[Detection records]
+--

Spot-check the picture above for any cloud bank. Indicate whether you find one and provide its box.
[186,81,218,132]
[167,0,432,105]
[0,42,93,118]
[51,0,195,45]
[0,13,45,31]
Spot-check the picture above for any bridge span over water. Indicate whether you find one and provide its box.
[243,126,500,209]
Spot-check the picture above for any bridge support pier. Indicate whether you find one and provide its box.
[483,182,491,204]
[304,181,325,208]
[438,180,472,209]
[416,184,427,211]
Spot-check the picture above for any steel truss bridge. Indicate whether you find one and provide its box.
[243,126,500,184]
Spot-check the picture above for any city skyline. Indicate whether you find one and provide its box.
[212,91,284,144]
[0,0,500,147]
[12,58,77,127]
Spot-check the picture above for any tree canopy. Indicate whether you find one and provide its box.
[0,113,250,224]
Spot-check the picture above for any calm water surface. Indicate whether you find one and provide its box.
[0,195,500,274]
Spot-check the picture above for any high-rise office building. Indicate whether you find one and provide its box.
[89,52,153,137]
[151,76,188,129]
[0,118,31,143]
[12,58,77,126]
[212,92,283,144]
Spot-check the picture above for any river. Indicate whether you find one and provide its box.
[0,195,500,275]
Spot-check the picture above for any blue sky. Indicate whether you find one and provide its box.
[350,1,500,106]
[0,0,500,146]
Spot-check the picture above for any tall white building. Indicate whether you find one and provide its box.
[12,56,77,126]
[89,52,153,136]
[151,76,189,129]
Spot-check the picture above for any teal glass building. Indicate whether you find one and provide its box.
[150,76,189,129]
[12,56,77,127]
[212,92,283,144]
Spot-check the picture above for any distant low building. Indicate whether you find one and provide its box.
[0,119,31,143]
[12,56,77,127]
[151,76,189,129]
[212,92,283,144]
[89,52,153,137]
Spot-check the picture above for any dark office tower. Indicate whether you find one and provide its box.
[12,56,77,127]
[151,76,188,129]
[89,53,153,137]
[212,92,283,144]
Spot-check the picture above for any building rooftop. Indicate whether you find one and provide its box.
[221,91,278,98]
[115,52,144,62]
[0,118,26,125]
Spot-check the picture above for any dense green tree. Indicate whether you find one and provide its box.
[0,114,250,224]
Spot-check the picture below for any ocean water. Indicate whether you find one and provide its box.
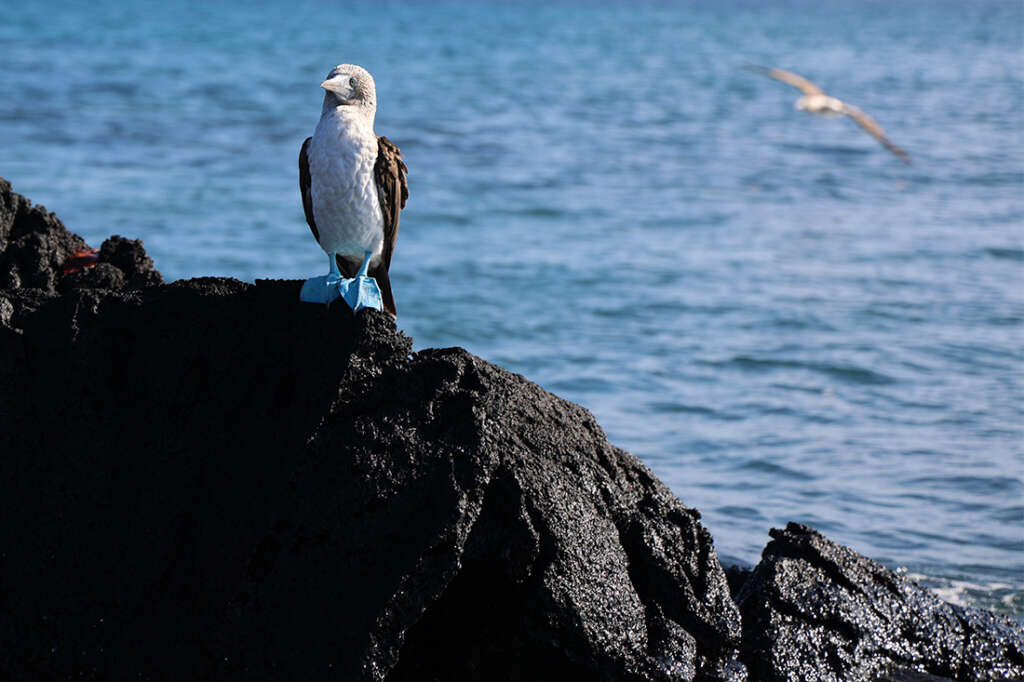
[0,0,1024,617]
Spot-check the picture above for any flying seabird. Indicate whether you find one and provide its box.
[743,65,910,163]
[299,63,409,315]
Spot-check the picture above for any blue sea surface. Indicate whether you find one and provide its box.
[0,0,1024,617]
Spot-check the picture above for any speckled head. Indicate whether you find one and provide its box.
[321,63,377,113]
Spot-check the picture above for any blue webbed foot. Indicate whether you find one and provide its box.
[299,251,384,312]
[338,274,384,312]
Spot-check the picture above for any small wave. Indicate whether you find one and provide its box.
[985,247,1024,261]
[737,460,815,480]
[708,355,896,386]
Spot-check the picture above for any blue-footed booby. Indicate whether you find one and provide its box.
[743,65,910,164]
[299,63,409,315]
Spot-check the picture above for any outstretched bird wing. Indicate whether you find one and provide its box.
[743,65,824,94]
[843,102,910,164]
[299,137,319,242]
[370,135,409,315]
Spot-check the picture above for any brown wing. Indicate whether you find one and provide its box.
[299,137,319,242]
[370,135,409,315]
[743,65,824,94]
[843,102,910,164]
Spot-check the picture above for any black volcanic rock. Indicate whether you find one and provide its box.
[0,179,1024,682]
[0,178,745,682]
[0,177,164,293]
[737,523,1024,682]
[0,177,87,292]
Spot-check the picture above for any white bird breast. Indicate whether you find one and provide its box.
[308,109,384,260]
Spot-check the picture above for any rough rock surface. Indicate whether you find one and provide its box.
[0,178,1024,682]
[0,174,745,681]
[737,523,1024,682]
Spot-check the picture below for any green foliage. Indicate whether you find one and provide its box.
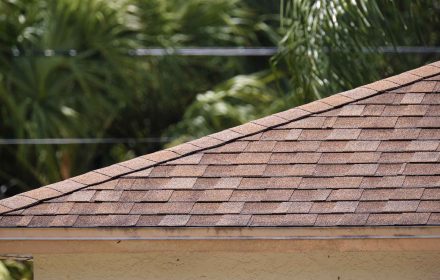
[0,0,276,197]
[170,0,440,141]
[274,0,440,102]
[0,260,33,280]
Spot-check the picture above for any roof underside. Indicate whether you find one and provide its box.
[0,63,440,227]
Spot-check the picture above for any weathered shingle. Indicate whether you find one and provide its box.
[0,61,440,227]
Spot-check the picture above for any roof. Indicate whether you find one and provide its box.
[0,62,440,228]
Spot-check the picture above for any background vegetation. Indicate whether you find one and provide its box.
[0,0,440,279]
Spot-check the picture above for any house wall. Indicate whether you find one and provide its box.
[34,251,440,280]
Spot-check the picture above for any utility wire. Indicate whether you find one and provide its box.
[0,137,174,145]
[11,46,440,57]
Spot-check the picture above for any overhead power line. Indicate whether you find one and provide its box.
[0,137,173,145]
[8,46,440,57]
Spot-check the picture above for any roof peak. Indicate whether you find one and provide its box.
[0,61,440,214]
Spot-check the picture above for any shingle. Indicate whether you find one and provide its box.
[390,188,423,200]
[217,202,244,214]
[93,190,122,201]
[260,129,290,141]
[0,216,33,227]
[234,153,272,164]
[240,132,263,141]
[298,129,331,141]
[168,164,207,177]
[166,153,203,165]
[273,141,321,152]
[143,190,173,202]
[299,177,362,189]
[298,100,333,113]
[264,164,315,177]
[211,129,242,141]
[340,87,377,99]
[250,214,317,226]
[170,190,203,202]
[339,104,365,116]
[356,201,387,213]
[360,176,405,188]
[362,104,385,116]
[229,164,266,177]
[241,202,290,214]
[404,163,440,175]
[231,123,265,135]
[159,215,191,227]
[199,190,232,201]
[327,129,361,140]
[6,64,440,227]
[362,80,398,91]
[279,117,326,129]
[417,200,440,212]
[136,215,164,227]
[366,214,400,226]
[379,152,414,163]
[321,94,353,106]
[186,215,222,227]
[397,213,430,225]
[130,202,194,215]
[310,201,358,213]
[428,213,440,225]
[167,143,200,155]
[263,189,293,201]
[216,215,251,227]
[360,189,394,201]
[119,157,154,170]
[328,189,362,201]
[358,128,420,140]
[209,141,249,153]
[290,189,331,201]
[194,177,244,189]
[244,141,277,152]
[269,152,321,164]
[239,177,301,189]
[371,163,406,176]
[229,190,266,201]
[275,108,310,121]
[252,115,286,127]
[403,175,440,188]
[188,136,223,148]
[66,191,96,202]
[383,200,419,212]
[96,164,132,177]
[70,171,110,185]
[94,202,134,214]
[285,201,313,214]
[422,188,440,200]
[400,93,425,104]
[142,150,179,162]
[49,215,78,227]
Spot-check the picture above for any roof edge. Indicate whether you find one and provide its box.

+--

Task directions – Please render every line of the records above as a Markdown table with two columns, Row for the row number and Line for the text, and leave out blank lines. Omit the pictures from the table.

Exercise output –
| Row | Line |
|---|---|
| 1 | Spot-check the picture above for any cloud bank. Indicate whether you find one and provide its box. |
| 2 | [186,81,218,132] |
| 3 | [167,0,432,105] |
| 4 | [0,42,93,118] |
| 5 | [51,0,195,45] |
| 6 | [0,13,45,31] |
| 7 | Spot-check the picture above for any bridge span over water. Indicate whether you find one and provide its box. |
| 8 | [243,126,500,209] |
| 9 | Spot-check the picture above for any bridge support pier. Indicate whether you find one and provide its box. |
| 10 | [483,182,491,204] |
| 11 | [304,181,325,208] |
| 12 | [438,180,472,209] |
| 13 | [416,184,427,211] |
| 14 | Spot-check the picture above for any steel truss bridge. Indicate whether you find one and provide its box. |
| 15 | [243,126,500,184] |
| 16 | Spot-check the picture above for any city skyline. Indicate whether you find one and provide its box. |
| 17 | [212,91,284,144] |
| 18 | [0,0,500,147] |
| 19 | [12,58,77,127] |
| 20 | Spot-check the picture above for any tree canopy. Indicate whether you find one and provide its box. |
| 21 | [0,113,250,224] |
| 22 | Spot-check the picture above for any calm water surface. Indicate whether you find one and provide its box. |
| 23 | [0,195,500,274] |
| 24 | Spot-check the picture above for any high-rise office building. Indicate whether you find one and provide its box. |
| 25 | [89,52,153,137] |
| 26 | [151,76,188,129] |
| 27 | [0,118,31,143] |
| 28 | [12,58,77,126] |
| 29 | [212,92,283,144] |
| 30 | Spot-check the picture above for any river. Indicate whether you find one and provide its box. |
| 31 | [0,195,500,275] |
| 32 | Spot-check the picture above for any blue sky. Indicate whether you find one and provide its box. |
| 33 | [350,1,500,106] |
| 34 | [0,0,500,146] |
| 35 | Spot-check the picture above for any tall white building. Indicate whether you find one and provide its box. |
| 36 | [12,56,77,126] |
| 37 | [89,52,153,136] |
| 38 | [151,76,189,129] |
| 39 | Spot-check the picture above for any teal glass building. Indicate whether you find one and provide its box. |
| 40 | [150,76,189,129] |
| 41 | [12,56,77,127] |
| 42 | [212,92,283,144] |
| 43 | Spot-check the picture above for any distant low building. Indicate whether you find one and provide its box. |
| 44 | [0,119,31,143] |
| 45 | [12,56,77,127] |
| 46 | [151,76,189,129] |
| 47 | [212,92,283,144] |
| 48 | [89,52,153,137] |
| 49 | Spot-check the picture above for any dark office tower. Indicate whether you find one and provide its box. |
| 50 | [12,56,77,127] |
| 51 | [151,76,188,129] |
| 52 | [89,53,153,137] |
| 53 | [212,92,283,144] |
| 54 | Spot-check the picture above for any building rooftop. Indicate whether you find one and provide its box. |
| 55 | [221,91,278,98] |
| 56 | [115,52,144,62] |
| 57 | [0,118,26,125] |
| 58 | Spot-check the picture above for any dense green tree. Indicate whether you find one and provide its box. |
| 59 | [0,114,250,224] |
| 60 | Spot-check the picture below for any ocean water. Indicate whether you find one and provide its box. |
| 61 | [0,0,1024,617] |
| 62 | Spot-check the picture above for any flying seabird. Indicate whether you find one and provide its box. |
| 63 | [743,65,910,163] |
| 64 | [299,63,409,315] |
| 65 | Spot-check the picture above for any blue sea surface. Indicate whether you find one and provide its box. |
| 66 | [0,0,1024,617] |
| 67 | Spot-check the picture above for any speckled head. Indicate whether you find one and provide its box. |
| 68 | [321,63,377,113] |
| 69 | Spot-check the picture above for any blue webbed foot. Indicate whether you find one and provide its box. |
| 70 | [299,251,384,312] |
| 71 | [338,274,384,312] |
| 72 | Spot-check the picture above for any small wave. Indicate whether you find one and provide its box. |
| 73 | [985,247,1024,261] |
| 74 | [737,460,815,480] |
| 75 | [708,355,896,386] |
| 76 | Spot-check the picture above for any blue-footed booby. Indicate whether you find one and provide its box. |
| 77 | [743,65,910,164] |
| 78 | [299,63,409,315] |
| 79 | Spot-check the picture above for any outstretched bird wing. Indicate whether you find one and provide its box. |
| 80 | [743,65,824,94] |
| 81 | [843,102,910,164] |
| 82 | [299,137,319,242] |
| 83 | [370,135,409,315] |
| 84 | Spot-check the picture above for any brown wing. Indicate whether you find one and provide its box. |
| 85 | [299,137,319,242] |
| 86 | [370,135,409,315] |
| 87 | [743,65,824,94] |
| 88 | [843,102,910,164] |
| 89 | Spot-check the picture above for any black volcanic rock. Indicate whether you find one and provide its box. |
| 90 | [0,179,1024,682] |
| 91 | [0,178,745,682] |
| 92 | [0,177,164,293] |
| 93 | [737,523,1024,682] |
| 94 | [0,177,87,292] |
| 95 | Spot-check the picture above for any white bird breast. Indicate whether you find one and provide its box. |
| 96 | [308,109,384,260] |
| 97 | Spot-check the picture above for any rough rock surface. Indicate whether you find one and provide its box. |
| 98 | [0,178,1024,682] |
| 99 | [0,174,745,681] |
| 100 | [737,523,1024,682] |
| 101 | Spot-check the picture below for any green foliage. Indicate whether you find one and provide its box. |
| 102 | [0,0,276,197] |
| 103 | [170,0,440,141] |
| 104 | [274,0,440,102] |
| 105 | [0,260,33,280] |
| 106 | Spot-check the picture above for any roof underside. Indicate whether you find one and provide its box. |
| 107 | [0,63,440,227] |
| 108 | Spot-check the picture above for any weathered shingle. Indicate whether you find one and provide its box. |
| 109 | [0,61,440,227] |
| 110 | Spot-check the picture above for any roof. Indicate whether you find one and provide its box. |
| 111 | [0,62,440,228] |
| 112 | Spot-check the picture above for any background vegetation. Indicate whether you find one and provide its box. |
| 113 | [0,0,440,279] |
| 114 | Spot-check the picture above for any house wall. Indicate whether you find one and provide its box. |
| 115 | [34,251,440,280] |
| 116 | Spot-check the picture above for any utility wire. Indicate whether you find one and provide its box. |
| 117 | [0,137,174,145] |
| 118 | [11,46,440,57] |
| 119 | Spot-check the picture above for any overhead power line. Indicate whether you find one and provide its box. |
| 120 | [0,137,173,145] |
| 121 | [8,46,440,57] |
| 122 | Spot-check the picture above for any roof peak. Indicate whether you find one and provide its box. |
| 123 | [0,61,440,214] |
| 124 | Spot-check the picture above for any shingle. Indicate whether you find one and provide its box. |
| 125 | [390,188,423,200] |
| 126 | [217,202,244,214] |
| 127 | [93,190,122,201] |
| 128 | [260,129,290,141] |
| 129 | [0,216,33,227] |
| 130 | [234,153,272,164] |
| 131 | [240,132,263,141] |
| 132 | [298,129,331,141] |
| 133 | [168,164,207,177] |
| 134 | [166,153,203,165] |
| 135 | [273,141,321,152] |
| 136 | [143,190,173,202] |
| 137 | [299,177,362,189] |
| 138 | [298,100,333,113] |
| 139 | [264,164,315,177] |
| 140 | [211,129,242,141] |
| 141 | [340,87,377,99] |
| 142 | [250,214,317,226] |
| 143 | [170,190,203,202] |
| 144 | [339,104,365,116] |
| 145 | [356,201,387,213] |
| 146 | [360,176,405,188] |
| 147 | [362,104,385,116] |
| 148 | [229,164,266,177] |
| 149 | [241,202,290,214] |
| 150 | [404,163,440,175] |
| 151 | [231,123,265,135] |
| 152 | [159,215,191,227] |
| 153 | [199,190,232,201] |
| 154 | [327,129,361,140] |
| 155 | [6,64,440,227] |
| 156 | [362,80,398,91] |
| 157 | [279,117,326,129] |
| 158 | [417,200,440,212] |
| 159 | [136,215,164,227] |
| 160 | [366,214,400,226] |
| 161 | [379,152,414,163] |
| 162 | [321,94,353,106] |
| 163 | [186,215,222,227] |
| 164 | [397,213,430,225] |
| 165 | [130,202,194,215] |
| 166 | [310,201,358,213] |
| 167 | [428,213,440,225] |
| 168 | [167,143,200,155] |
| 169 | [263,189,293,201] |
| 170 | [216,215,251,227] |
| 171 | [360,189,394,201] |
| 172 | [119,157,154,170] |
| 173 | [328,189,362,201] |
| 174 | [358,128,420,140] |
| 175 | [209,141,249,153] |
| 176 | [290,189,331,201] |
| 177 | [194,177,244,189] |
| 178 | [244,141,277,152] |
| 179 | [269,152,321,164] |
| 180 | [239,177,301,189] |
| 181 | [371,163,406,176] |
| 182 | [229,190,266,201] |
| 183 | [275,108,310,121] |
| 184 | [252,115,286,127] |
| 185 | [403,175,440,188] |
| 186 | [188,136,223,148] |
| 187 | [66,191,96,202] |
| 188 | [383,200,419,212] |
| 189 | [96,164,132,177] |
| 190 | [70,171,110,185] |
| 191 | [94,202,134,214] |
| 192 | [285,201,313,214] |
| 193 | [422,188,440,200] |
| 194 | [400,93,425,104] |
| 195 | [142,150,179,162] |
| 196 | [49,215,78,227] |
| 197 | Spot-check the picture above for any roof edge. Indicate whether you find one and provide its box. |